### [Directions]
Please tally the lines in the listing below that contain the word "beige", treating case as significant. Reply with the number alone.

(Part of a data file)
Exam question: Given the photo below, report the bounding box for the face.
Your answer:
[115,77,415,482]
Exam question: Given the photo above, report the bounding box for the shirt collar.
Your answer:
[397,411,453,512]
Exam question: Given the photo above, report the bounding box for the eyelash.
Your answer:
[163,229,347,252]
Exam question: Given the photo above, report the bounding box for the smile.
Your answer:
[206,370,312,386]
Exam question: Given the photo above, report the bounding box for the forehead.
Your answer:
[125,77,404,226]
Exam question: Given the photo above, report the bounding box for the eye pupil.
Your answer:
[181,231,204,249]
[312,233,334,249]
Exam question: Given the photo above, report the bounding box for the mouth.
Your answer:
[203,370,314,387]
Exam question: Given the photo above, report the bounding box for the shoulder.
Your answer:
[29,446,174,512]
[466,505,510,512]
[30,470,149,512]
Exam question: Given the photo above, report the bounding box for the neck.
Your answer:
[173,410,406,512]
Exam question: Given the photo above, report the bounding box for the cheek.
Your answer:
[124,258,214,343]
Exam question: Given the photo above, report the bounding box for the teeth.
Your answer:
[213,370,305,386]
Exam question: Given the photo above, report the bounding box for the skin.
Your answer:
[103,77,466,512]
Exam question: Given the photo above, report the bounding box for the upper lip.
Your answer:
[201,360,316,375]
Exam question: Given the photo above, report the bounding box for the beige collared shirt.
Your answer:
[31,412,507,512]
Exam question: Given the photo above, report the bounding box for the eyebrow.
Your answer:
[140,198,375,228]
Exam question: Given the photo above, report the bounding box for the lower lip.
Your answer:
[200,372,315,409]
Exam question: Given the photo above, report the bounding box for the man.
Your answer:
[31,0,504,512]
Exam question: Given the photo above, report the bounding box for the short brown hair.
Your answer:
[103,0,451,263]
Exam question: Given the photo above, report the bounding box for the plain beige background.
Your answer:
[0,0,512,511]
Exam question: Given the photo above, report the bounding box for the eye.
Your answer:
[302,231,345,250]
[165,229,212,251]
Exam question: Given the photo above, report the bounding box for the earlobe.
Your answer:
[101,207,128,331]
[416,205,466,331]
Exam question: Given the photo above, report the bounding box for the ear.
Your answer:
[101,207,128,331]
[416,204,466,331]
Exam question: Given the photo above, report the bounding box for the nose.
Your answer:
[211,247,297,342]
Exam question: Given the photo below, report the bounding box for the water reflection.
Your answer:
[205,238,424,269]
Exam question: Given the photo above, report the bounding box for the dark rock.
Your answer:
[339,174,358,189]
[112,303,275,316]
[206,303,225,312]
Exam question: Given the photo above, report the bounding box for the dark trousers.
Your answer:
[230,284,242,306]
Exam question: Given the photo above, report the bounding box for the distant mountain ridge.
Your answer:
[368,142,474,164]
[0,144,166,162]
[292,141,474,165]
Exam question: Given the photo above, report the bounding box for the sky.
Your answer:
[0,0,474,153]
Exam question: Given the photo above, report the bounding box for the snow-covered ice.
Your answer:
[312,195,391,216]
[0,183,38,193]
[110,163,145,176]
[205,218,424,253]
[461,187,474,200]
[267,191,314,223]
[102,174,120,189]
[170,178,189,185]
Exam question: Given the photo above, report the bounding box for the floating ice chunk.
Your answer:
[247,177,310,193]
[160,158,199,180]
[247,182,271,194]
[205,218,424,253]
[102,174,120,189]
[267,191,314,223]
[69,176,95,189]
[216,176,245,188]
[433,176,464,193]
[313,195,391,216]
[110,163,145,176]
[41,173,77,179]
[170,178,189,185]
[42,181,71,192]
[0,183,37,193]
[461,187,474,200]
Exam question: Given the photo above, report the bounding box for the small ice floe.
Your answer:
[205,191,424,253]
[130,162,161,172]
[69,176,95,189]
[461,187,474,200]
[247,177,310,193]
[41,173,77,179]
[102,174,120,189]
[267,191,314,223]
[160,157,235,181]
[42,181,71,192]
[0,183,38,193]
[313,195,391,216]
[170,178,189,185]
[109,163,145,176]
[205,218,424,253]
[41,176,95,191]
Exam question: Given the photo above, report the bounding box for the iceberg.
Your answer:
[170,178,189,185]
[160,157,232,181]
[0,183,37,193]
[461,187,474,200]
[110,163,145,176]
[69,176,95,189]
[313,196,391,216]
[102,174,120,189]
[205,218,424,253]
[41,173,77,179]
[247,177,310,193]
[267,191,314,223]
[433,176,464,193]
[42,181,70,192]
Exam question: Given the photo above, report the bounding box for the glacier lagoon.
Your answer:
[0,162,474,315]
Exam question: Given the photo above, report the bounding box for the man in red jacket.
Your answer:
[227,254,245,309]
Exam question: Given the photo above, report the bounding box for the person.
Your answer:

### [Task result]
2